• **Source text**:
================

Greenwood is also deeply conservative. McCaslan's Book Store & Office Supply has a section devoted to presidential candidate memoirs — from Ben Carson to Marco Rubio to Ted Cruz — but not a single volume written by a Democrat.

"They don't sell," explained owner Alvin Rankin.

Rauch Wise - PAUL HEINTZ
  • Paul Heintz
  • Rauch Wise

Even Rauch Wise, a white man who calls himself "Greenwood's most liberal lawyer," concedes Bernie Sanders might be too far to the left for his town — and his state.

"You're not going to win in South Carolina calling yourself a democratic socialist," he said, referring to Sanders' self-professed political identity. "I think everybody's basically assuming that Hillary's gonna win it."

That includes Norval Davis, a self-described "Bernie man, through and through" who referred to Sanders as "our last hope." Leaning forward on a recliner in his dark, cluttered house last Thursday, the retired consumer loan officer bemoaned the state of the local economy.

"Here in Greenwood, we don't have so much industry anymore," he said. "But, damn, we got a lot of banks and fast-food stores."

Norval Davis - PAUL HEINTZ
  • Paul Heintz
  • Norval Davis

Davis stood up and walked into his kitchen to let his dogs loose from behind a gate. He named one, a Boykin spaniel, after state Rep. Gilda Cobb-Hunter (D-Orangeburg), and the other, a Boykin-Brittany spaniel mix, after Obama.

"Our president's half-and-half, so that's how he got his name," explained Davis, a large, bearded white man who could pass as Santa Claus. "Barack, come here! Tone it down, boy. Sit down."

Though he believes Clinton will ultimately prevail, Davis thinks Sanders' presence in the race "is going to make her a better candidate." And he's confident that as South Carolinians get to know the Vermonter better, they'll realize he's fighting for them.

He predicted, "I think he's going to surprise people and get more votes than people think."

Thirty Percent

MSNBC's Chris Matthews hosts "Hardball" before a Rock Hill, S.C., candidates forum - PAUL HEINTZ
  • Paul Heintz
  • MSNBC's Chris Matthews hosts "Hardball" before a Rock Hill, S.C., candidates forum

Ninety miles northeast of Greenwood, on Winthrop University's leafy campus in Rock Hill, S.C., Sanders was preparing for the first Democratic candidate forum in the South.

Campaign manager Jeff Weaver, a native of St. Albans and Highgate, Vt., had been tasked with representing Sanders on a pre-forum panel on MSNBC's "Hardball," which was airing live from a television set temporarily erected on a lawn in front of Byrnes Auditorium. Behind the panel, a couple dozen rabid campaign volunteers hoisted Sanders and Clinton signs and chanted their names.

After squabbling with host Chris Matthews over gun control, democratic socialism and negative campaigning, Weaver stepped down from the stage, removed his microphone and chatted with a reporter about what he hoped Sanders would accomplish during the Winthrop forum, which would air on MSNBC.

"I think he needs to, obviously, introduce himself more to people in South Carolina. I think that's pretty clear," Weaver said. "I think he wants to speak to some of the issues of particular importance to African Americans. I think a lot of people in the African American community are not aware of his record or his agenda."

================

Entries from a dataset
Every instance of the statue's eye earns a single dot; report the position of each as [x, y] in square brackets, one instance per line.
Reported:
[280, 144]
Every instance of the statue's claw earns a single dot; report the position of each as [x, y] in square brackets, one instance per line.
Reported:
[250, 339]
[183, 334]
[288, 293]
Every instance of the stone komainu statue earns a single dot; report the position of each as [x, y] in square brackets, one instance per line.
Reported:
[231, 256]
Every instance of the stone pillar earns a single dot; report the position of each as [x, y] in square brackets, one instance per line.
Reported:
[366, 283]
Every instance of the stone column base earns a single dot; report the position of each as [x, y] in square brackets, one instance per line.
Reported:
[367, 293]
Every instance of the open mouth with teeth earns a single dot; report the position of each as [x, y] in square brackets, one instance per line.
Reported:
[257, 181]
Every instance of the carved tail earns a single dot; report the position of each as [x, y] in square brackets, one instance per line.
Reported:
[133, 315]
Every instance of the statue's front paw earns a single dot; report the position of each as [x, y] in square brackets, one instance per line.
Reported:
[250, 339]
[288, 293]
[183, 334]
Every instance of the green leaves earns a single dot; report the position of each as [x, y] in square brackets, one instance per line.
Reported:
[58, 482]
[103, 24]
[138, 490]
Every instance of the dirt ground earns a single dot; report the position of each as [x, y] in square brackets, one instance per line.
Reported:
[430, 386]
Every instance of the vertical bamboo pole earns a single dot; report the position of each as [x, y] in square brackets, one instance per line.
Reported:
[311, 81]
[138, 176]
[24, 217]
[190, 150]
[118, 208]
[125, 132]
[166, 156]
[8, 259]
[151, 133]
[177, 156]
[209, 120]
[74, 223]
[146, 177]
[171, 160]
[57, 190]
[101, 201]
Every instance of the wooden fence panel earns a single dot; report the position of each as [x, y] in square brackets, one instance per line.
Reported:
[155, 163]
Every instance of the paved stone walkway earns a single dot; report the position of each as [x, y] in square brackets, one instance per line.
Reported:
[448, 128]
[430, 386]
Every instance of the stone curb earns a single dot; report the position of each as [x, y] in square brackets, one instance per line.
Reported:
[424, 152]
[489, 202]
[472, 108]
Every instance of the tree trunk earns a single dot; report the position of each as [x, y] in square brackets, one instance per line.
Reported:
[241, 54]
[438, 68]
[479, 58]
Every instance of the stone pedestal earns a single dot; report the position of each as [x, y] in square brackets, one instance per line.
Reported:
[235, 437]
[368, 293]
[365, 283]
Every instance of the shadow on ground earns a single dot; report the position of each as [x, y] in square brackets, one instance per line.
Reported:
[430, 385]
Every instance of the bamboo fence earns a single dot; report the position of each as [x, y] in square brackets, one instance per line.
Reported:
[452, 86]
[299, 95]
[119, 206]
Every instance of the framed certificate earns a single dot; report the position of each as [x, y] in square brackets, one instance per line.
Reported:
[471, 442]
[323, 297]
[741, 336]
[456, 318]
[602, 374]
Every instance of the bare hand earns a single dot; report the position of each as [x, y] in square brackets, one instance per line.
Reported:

================

• **Questions**:
• A. Translate this sentence from the article on Sanders in South Carolina into Spanish: "Davis stood up and walked into his kitchen to let his dogs loose from behind a gate."
• B. According to the article on Sanders in South Carolina, where was Sanders preparing for the first Democratic candidate forum in the South?

• **Solutions to the exercise**:
• A. Davis se levantó y entró en su cocina para soltar a sus perros de detrás de una reja.

• B. On Winthrop University's campus in Rock Hill, S.C.